- _RECORDS SUPPLIED_
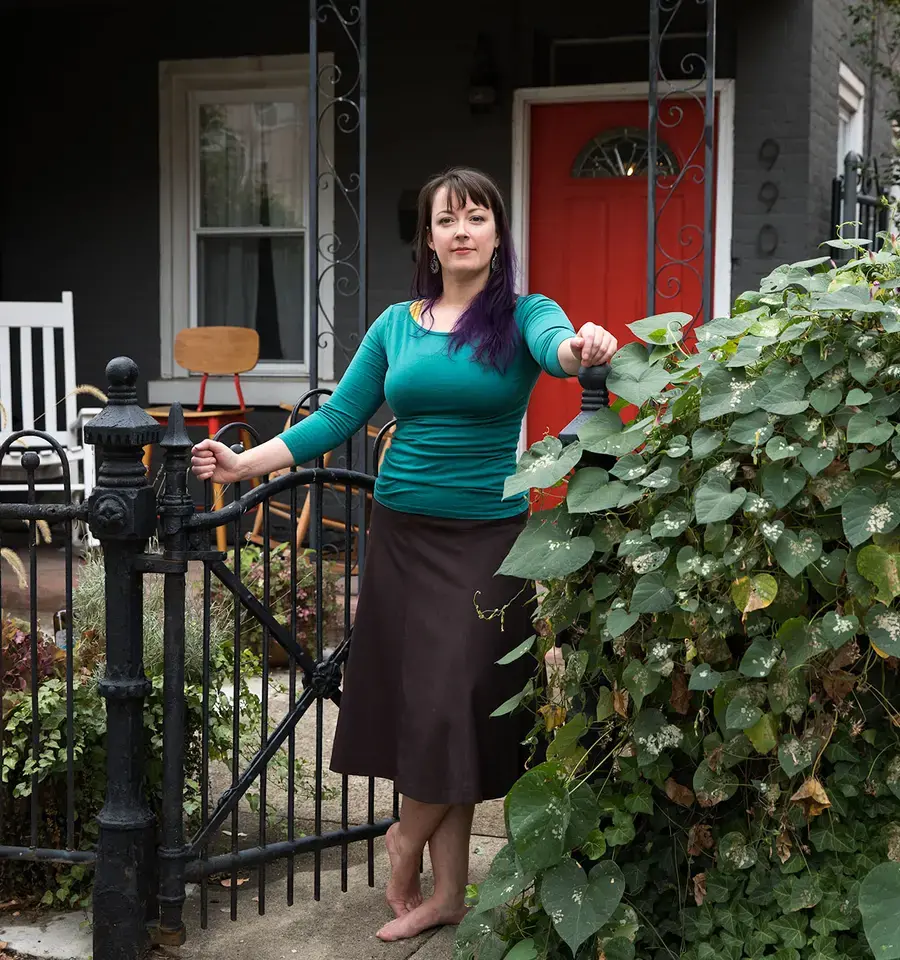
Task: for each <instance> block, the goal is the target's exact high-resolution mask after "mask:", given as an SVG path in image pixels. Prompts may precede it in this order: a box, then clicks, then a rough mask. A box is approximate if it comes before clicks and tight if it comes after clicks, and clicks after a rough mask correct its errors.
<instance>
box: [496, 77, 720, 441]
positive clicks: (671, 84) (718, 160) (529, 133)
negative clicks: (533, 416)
mask: <svg viewBox="0 0 900 960" xmlns="http://www.w3.org/2000/svg"><path fill="white" fill-rule="evenodd" d="M734 87H735V83H734V80H732V79H721V80H716V81H715V91H716V93H717V94H718V104H719V115H718V121H719V123H718V131H717V133H718V135H717V137H716V196H715V204H716V208H715V209H716V216H715V223H714V225H713V232H714V251H715V273H714V279H713V284H714V287H713V291H714V292H713V316H714V317H721V316H727V315H728V314H729V313H730V312H731V302H732V301H731V236H732V220H733V212H734ZM649 96H650V84H649V82H644V81H640V82H637V83H602V84H586V85H582V86H577V87H527V88H523V89H520V90H516V91H515V93H514V95H513V118H512V120H513V122H512V161H513V163H512V203H511V205H510V226H511V229H512V235H513V243H514V244H515V248H516V253H517V254H518V257H519V266H520V270H521V290H522V292H523V293H528V256H529V249H528V243H529V239H530V238H529V231H528V223H529V195H530V190H531V163H530V158H531V106H532V104H538V103H596V102H599V101H605V100H647V99H648V98H649ZM659 96H660V98H662V97H664V96H666V97H668V98H669V99H677V98H681V99H683V98H691V97H694V98H695V97H696V96H697V91H696V90H693V91H691V92H685V91H684V90H683V89H682V88H681V87H679V85H678V84H672V83H660V85H659ZM635 319H640V318H639V317H635ZM527 419H528V414H527V412H526V414H525V417H523V419H522V432H521V435H520V437H519V454H520V455H521V453H522V451H523V450H524V449H525V446H526V441H525V436H526V432H525V431H526V423H527Z"/></svg>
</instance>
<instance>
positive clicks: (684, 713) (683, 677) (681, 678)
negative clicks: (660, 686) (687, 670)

- _EXERCISE_
Above this instruction are the records; retype exactly the lines from the one containing "box: [496, 77, 720, 441]" up to and including the one containing "positive clicks: (671, 84)".

- _WRITTEN ANSWER_
box: [496, 77, 720, 441]
positive clicks: (671, 84) (718, 160) (529, 133)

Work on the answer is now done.